[Dataset records]
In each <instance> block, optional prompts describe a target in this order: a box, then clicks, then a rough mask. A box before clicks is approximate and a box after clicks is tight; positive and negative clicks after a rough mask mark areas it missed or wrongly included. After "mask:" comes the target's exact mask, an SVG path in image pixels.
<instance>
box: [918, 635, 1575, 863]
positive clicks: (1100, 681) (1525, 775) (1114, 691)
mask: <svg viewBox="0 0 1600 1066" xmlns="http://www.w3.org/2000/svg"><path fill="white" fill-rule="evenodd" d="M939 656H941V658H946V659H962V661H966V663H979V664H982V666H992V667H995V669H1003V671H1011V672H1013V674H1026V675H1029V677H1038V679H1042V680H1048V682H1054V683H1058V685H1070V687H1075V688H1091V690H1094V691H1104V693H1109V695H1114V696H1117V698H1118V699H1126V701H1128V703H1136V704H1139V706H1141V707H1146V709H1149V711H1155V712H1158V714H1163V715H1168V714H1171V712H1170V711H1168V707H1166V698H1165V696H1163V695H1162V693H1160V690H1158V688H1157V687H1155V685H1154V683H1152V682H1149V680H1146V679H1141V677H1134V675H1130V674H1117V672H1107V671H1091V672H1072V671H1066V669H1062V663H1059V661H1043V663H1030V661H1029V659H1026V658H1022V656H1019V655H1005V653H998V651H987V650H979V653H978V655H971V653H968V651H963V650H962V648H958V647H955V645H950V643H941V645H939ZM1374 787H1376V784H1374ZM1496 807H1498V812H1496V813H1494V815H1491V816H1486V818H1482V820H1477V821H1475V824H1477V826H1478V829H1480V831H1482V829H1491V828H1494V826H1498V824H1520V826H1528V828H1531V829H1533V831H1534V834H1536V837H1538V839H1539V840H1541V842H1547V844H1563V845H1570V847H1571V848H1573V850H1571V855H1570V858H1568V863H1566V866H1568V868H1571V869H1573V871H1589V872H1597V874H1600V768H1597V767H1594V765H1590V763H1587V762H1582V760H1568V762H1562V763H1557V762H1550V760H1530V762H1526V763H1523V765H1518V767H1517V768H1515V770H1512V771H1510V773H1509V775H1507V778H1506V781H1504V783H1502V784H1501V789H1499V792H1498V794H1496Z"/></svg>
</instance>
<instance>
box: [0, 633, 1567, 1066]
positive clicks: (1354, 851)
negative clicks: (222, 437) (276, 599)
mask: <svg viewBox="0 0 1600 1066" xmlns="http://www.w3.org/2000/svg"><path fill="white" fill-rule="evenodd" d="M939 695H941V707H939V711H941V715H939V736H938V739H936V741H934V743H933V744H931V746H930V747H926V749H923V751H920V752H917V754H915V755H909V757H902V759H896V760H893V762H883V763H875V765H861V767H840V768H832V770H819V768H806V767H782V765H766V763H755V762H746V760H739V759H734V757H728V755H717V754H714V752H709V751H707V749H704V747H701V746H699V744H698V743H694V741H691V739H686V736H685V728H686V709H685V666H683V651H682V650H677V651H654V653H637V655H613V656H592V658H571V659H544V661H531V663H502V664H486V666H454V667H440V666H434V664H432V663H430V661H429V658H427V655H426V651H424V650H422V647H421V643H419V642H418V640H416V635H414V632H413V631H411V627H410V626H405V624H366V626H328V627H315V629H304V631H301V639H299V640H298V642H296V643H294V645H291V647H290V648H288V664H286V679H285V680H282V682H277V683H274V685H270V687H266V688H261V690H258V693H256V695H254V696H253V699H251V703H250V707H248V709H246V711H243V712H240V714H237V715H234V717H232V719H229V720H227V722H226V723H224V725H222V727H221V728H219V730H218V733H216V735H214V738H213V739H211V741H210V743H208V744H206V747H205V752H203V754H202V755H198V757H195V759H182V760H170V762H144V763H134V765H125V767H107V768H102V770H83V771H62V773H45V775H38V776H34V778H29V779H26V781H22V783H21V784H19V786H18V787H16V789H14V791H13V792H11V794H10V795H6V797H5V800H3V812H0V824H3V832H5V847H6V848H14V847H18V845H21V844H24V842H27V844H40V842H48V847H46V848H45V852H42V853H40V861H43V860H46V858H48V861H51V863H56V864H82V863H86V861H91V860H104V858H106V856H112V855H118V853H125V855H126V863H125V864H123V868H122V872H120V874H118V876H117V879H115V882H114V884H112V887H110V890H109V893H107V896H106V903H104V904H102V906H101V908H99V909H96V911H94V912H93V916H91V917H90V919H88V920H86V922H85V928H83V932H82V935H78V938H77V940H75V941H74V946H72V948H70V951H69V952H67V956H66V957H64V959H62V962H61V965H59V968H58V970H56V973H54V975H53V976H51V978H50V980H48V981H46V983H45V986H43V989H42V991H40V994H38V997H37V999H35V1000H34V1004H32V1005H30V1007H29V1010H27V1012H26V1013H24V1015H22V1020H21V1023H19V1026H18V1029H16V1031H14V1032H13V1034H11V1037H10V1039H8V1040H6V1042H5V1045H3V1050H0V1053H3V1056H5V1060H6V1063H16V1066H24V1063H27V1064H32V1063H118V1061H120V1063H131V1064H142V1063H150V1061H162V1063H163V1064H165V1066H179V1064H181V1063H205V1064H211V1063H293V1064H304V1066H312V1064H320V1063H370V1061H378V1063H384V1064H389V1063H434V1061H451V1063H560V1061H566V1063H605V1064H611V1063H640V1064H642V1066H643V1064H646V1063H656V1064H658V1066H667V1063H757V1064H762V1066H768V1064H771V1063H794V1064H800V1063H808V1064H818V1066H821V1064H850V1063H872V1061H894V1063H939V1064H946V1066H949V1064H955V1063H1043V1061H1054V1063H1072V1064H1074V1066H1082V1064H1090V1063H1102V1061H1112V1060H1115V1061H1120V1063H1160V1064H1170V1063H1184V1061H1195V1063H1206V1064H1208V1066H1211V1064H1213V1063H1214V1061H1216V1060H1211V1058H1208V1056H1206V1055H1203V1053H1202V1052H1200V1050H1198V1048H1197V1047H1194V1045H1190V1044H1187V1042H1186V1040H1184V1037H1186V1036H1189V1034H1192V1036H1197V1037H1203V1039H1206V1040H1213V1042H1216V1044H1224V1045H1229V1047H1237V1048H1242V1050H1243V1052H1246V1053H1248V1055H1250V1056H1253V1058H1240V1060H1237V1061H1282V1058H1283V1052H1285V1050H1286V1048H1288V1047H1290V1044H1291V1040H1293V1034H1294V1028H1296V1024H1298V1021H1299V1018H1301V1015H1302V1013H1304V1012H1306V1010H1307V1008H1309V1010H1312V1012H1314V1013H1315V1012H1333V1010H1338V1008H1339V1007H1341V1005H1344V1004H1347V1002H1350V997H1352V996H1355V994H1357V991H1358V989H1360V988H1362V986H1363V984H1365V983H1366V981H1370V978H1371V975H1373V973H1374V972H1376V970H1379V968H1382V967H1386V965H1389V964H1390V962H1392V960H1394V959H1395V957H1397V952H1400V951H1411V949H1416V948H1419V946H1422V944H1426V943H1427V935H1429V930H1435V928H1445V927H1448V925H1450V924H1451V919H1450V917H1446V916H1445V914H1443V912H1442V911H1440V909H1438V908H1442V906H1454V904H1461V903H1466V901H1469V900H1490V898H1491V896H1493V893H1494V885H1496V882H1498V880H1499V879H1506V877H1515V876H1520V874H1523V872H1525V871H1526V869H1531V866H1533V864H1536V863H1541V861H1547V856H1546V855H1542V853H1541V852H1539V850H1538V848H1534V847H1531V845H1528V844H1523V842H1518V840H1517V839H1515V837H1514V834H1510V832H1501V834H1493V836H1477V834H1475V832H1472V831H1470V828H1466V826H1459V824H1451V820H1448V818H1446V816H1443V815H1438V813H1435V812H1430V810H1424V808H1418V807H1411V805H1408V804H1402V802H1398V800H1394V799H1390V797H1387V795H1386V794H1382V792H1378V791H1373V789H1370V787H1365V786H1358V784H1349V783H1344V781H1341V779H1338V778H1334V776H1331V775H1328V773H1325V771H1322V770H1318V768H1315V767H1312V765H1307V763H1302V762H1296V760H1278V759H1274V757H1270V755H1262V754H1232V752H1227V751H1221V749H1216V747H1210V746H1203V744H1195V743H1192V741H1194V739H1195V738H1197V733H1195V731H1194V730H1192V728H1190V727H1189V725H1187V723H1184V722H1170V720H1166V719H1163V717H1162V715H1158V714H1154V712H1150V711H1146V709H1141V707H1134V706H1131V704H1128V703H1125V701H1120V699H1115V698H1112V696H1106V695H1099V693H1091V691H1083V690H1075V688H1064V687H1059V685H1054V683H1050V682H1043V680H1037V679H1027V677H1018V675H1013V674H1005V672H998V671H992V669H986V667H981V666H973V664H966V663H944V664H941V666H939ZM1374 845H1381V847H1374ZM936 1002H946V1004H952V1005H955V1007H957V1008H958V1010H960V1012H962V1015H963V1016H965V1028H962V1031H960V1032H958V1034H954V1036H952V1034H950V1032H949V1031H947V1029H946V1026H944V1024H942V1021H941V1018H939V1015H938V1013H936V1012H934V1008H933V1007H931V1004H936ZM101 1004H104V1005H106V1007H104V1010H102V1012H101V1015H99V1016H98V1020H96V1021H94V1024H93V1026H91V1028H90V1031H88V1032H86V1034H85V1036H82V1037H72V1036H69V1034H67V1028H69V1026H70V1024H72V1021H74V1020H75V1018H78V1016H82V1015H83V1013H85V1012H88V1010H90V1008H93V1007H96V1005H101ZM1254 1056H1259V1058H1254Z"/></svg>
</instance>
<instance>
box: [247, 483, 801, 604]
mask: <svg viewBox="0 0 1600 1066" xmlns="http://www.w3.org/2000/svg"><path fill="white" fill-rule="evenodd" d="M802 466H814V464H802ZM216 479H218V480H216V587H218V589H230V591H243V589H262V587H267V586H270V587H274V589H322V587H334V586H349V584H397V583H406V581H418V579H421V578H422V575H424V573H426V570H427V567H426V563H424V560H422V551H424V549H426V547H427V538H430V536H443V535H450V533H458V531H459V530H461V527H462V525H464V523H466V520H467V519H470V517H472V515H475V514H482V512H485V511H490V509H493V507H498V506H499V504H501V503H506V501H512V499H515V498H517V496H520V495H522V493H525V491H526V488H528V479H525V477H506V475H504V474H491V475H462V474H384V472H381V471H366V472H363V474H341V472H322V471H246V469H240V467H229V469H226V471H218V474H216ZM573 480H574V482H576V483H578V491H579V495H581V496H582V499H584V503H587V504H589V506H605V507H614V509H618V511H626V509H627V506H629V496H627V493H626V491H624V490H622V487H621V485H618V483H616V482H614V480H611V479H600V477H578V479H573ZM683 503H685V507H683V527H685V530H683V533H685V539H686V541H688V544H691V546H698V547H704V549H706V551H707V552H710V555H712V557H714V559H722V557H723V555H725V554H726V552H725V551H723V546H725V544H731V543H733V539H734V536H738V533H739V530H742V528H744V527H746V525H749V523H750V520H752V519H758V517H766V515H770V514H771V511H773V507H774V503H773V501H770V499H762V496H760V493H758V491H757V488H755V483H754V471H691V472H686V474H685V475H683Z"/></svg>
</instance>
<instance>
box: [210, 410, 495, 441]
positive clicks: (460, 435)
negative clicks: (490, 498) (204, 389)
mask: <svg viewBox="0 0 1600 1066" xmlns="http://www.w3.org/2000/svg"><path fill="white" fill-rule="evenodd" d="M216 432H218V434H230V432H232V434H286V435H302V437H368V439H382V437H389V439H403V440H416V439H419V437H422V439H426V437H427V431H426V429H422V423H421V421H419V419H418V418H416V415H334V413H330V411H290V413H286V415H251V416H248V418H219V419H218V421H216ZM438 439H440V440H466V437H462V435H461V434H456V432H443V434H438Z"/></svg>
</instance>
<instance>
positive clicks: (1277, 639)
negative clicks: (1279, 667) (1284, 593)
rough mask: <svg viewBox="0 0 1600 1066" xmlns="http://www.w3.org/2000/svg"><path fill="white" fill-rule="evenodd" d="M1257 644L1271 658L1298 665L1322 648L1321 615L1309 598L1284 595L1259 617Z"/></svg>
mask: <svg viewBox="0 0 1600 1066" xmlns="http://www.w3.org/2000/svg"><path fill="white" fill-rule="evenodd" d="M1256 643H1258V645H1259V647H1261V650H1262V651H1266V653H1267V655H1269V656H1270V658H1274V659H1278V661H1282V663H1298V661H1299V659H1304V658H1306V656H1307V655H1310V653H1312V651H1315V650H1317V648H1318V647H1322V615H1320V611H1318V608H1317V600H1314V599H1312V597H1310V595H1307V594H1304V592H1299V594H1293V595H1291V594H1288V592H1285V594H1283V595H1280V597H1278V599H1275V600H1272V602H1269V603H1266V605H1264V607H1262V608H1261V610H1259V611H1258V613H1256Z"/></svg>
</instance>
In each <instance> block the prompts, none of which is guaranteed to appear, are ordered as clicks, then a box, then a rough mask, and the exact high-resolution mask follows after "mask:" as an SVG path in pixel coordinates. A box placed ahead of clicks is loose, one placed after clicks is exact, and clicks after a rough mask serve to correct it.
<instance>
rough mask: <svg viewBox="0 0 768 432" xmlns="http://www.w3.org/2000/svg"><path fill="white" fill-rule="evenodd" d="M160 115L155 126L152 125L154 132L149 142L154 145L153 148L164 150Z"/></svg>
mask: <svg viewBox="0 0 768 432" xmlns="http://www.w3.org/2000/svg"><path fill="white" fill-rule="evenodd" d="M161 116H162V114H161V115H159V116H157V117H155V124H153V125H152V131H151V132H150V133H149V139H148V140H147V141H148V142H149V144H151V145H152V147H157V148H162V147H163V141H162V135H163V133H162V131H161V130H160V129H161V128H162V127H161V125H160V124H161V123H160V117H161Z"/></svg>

▸ **WHAT IS BEING ASKED**:
Show each line of the records above that contains the string "negative". Case counts.

▸ **OUTPUT OF THE EXERCISE**:
In each <instance> block, optional prompts describe a target in this order: a box, then clicks, then a rough mask. A box before clicks is approximate and a box after clicks is tight; positive and negative clicks after a rough mask mark areas it missed or wrongly included. After "mask:" comes the target's exact mask, an SVG path in image pixels.
negative clicks: (222, 437) (276, 599)
negative clicks: (490, 498) (204, 389)
negative clicks: (1279, 667) (1284, 593)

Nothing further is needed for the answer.